Requirements |
#1 In the article on the accounting shortage, how many accountants have been lost in the US since 2019?
#2 Resume the article on new CPA pathways and AI solutions, picking up after its final sentence.

Text excerpt |
----
New CPA Pathways and AI Solutions

By: Aviva Laskin

As 2024 is coming to a close, one major problem is still plaguing the accounting field: the lack of new accountants joining the workforce. According to an analysis done by Bloomberg, numbers from the U.S. Bureau of Labor Statistics show that since 2019, the number of accountants in the US has dropped by 340,000 , with there now being around 1.6 million accountants and auditors employed (Fortune). This crisis has only been exacerbated over the last decade, with the former 120-credit CPA requirement now replaced with the 150-credit CPA requirement, a requirement that current accounting students say has made them second guess this career path. To help alleviate this shortage, some companies are turning to artificial intelligence to complete the monotonous, mundane work that entry-level accountants must do during their first few years in the workforce. Jenn Ryu, the CEO of a global consulting firm called RGP, shared data with Fortune Magazine that “finds 43% of financial decision-makers said their organization is investing more in end-to-end automated accounting processes and AI tools to counter the accounting shortage” (Fortune). However, she also doesn’t believe that accountants are at risk of their jobs being completely taken over by artificial intelligence, as she claims that highly skilled accountants are still needed to make complex judgmental decisions that artificial intelligence does not have the power to accurately make.
----
Data section |
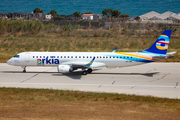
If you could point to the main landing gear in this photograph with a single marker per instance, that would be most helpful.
(89, 70)
(24, 67)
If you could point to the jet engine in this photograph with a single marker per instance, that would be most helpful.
(64, 68)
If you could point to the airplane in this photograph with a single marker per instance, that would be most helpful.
(70, 61)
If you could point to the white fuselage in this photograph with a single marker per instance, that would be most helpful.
(102, 59)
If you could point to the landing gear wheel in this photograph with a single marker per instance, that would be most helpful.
(89, 70)
(24, 69)
(84, 72)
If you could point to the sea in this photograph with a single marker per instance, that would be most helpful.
(66, 7)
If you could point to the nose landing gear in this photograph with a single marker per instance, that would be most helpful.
(24, 67)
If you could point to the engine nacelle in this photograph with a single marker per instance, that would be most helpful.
(64, 68)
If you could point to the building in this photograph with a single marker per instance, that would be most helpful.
(87, 16)
(91, 16)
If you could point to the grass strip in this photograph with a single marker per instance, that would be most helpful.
(19, 103)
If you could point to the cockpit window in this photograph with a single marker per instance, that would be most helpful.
(16, 56)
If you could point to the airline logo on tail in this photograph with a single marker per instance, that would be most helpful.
(163, 42)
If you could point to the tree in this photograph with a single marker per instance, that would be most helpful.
(116, 13)
(38, 10)
(53, 12)
(76, 14)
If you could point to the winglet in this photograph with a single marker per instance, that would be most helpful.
(114, 50)
(91, 62)
(161, 44)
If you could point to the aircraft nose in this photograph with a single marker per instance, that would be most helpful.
(9, 62)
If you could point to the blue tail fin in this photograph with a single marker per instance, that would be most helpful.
(161, 44)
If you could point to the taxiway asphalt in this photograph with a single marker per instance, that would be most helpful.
(154, 79)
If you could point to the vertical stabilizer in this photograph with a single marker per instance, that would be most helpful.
(161, 44)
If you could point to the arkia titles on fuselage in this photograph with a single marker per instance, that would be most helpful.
(70, 61)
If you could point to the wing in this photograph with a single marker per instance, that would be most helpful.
(83, 64)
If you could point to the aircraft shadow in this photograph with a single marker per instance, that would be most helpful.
(145, 74)
(78, 75)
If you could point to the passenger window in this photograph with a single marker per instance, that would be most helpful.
(16, 56)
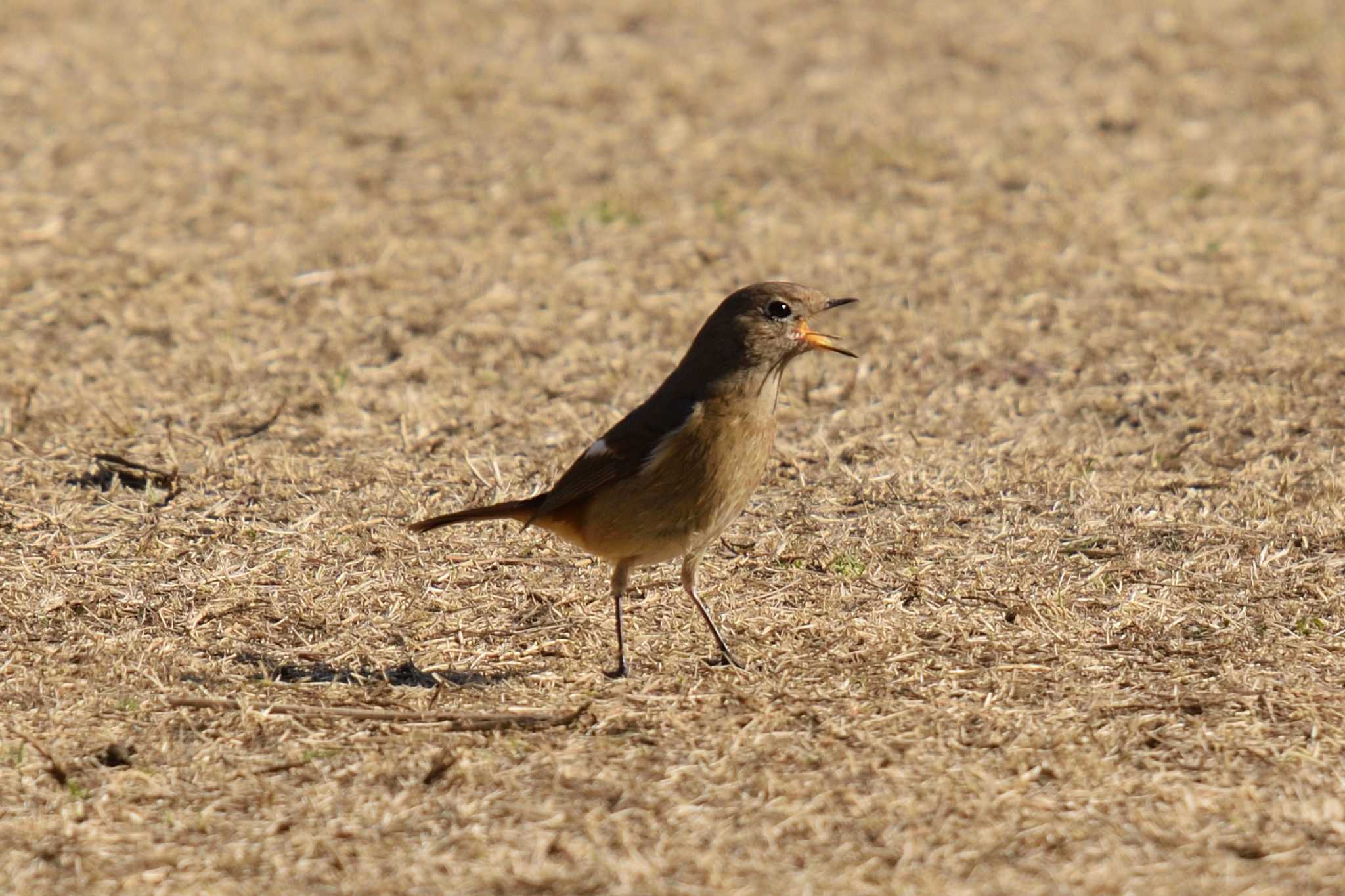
----
Results of the tasks |
#1 The number of accountants in the US has dropped by 340,000 since 2019.

#2
Yet, these highly skilled accountants are being dissuaded from the profession by the low starting salary compared to other financial careers, the high-stress environment, and the multiple steps required to become a CPA. Firms have begun feeling the effects, and a new proposal proposed by both the American Institute of CPAs and the National Association of State Boards of Accountancy has attempted to offer an alternative. Currently, to earn a CPA, candidates must obtain 150 credits, pass the CPA exam, and have one year of work experience under their belt. Under this new proposal, which must be given public feedback by December, prospective CPAs can use an additional year of work in place of earning 150 credits, which often entails earning a Master’s degree on top of an undergraduate degree. In this additional year, various skills in critical thinking, audit, and other related areas would be tested on, and supervisors at the candidate’s workplace would sign off to ensure that these areas and skills were tested on. This dramatic change to the CPA pathway is much more cost-effective, which could potentially open up the profession to those who previously avoided it due to financial burdens of obtaining the extra Master’s degree often necessary. States such as California have already begun moving forward with this plan, but we have yet to see New York make any such advances.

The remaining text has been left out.